Copy out every line of the records below, including the lines of text that ask for points, and rescale each coordinate in the answers by multiplying it by 1.05 and rounding to the nearest whole number, with halves rounded up. Leave the pictures out of your reply.

[BEGIN MATERIAL FOR THIS EXERCISE]

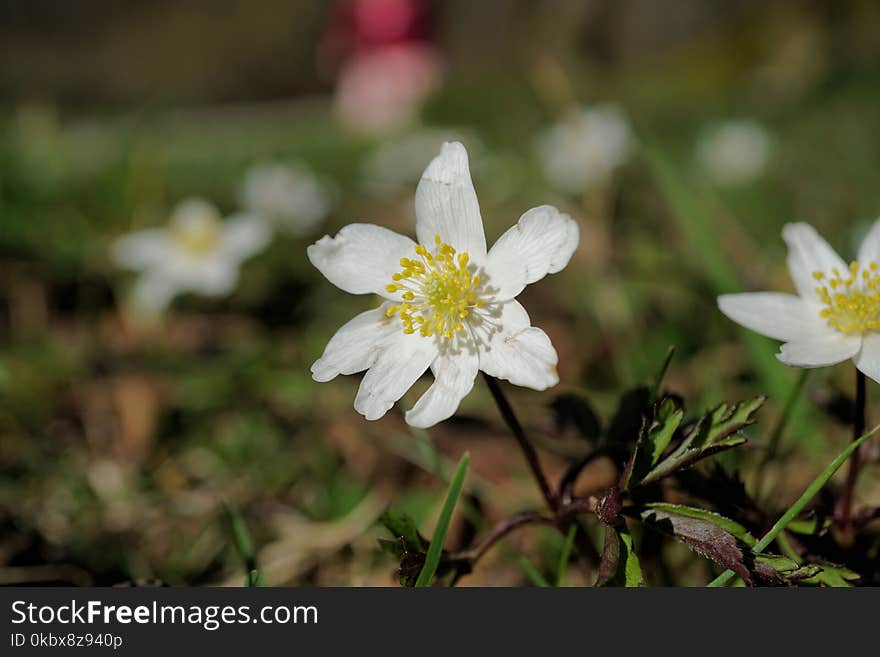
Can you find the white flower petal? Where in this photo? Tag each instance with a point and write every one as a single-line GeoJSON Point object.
{"type": "Point", "coordinates": [512, 349]}
{"type": "Point", "coordinates": [446, 204]}
{"type": "Point", "coordinates": [869, 251]}
{"type": "Point", "coordinates": [868, 359]}
{"type": "Point", "coordinates": [361, 258]}
{"type": "Point", "coordinates": [454, 374]}
{"type": "Point", "coordinates": [356, 345]}
{"type": "Point", "coordinates": [542, 242]}
{"type": "Point", "coordinates": [213, 277]}
{"type": "Point", "coordinates": [819, 353]}
{"type": "Point", "coordinates": [808, 252]}
{"type": "Point", "coordinates": [777, 315]}
{"type": "Point", "coordinates": [140, 250]}
{"type": "Point", "coordinates": [400, 361]}
{"type": "Point", "coordinates": [244, 236]}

[END MATERIAL FOR THIS EXERCISE]

RESULT FOR THIS TASK:
Can you find the white flower petal? Where in this photo? Tag each instance with a point and write every one as a single-line GeoJSON Point object.
{"type": "Point", "coordinates": [538, 366]}
{"type": "Point", "coordinates": [468, 214]}
{"type": "Point", "coordinates": [912, 264]}
{"type": "Point", "coordinates": [911, 377]}
{"type": "Point", "coordinates": [379, 271]}
{"type": "Point", "coordinates": [477, 393]}
{"type": "Point", "coordinates": [374, 362]}
{"type": "Point", "coordinates": [569, 254]}
{"type": "Point", "coordinates": [224, 291]}
{"type": "Point", "coordinates": [860, 371]}
{"type": "Point", "coordinates": [848, 265]}
{"type": "Point", "coordinates": [816, 331]}
{"type": "Point", "coordinates": [147, 263]}
{"type": "Point", "coordinates": [420, 379]}
{"type": "Point", "coordinates": [256, 248]}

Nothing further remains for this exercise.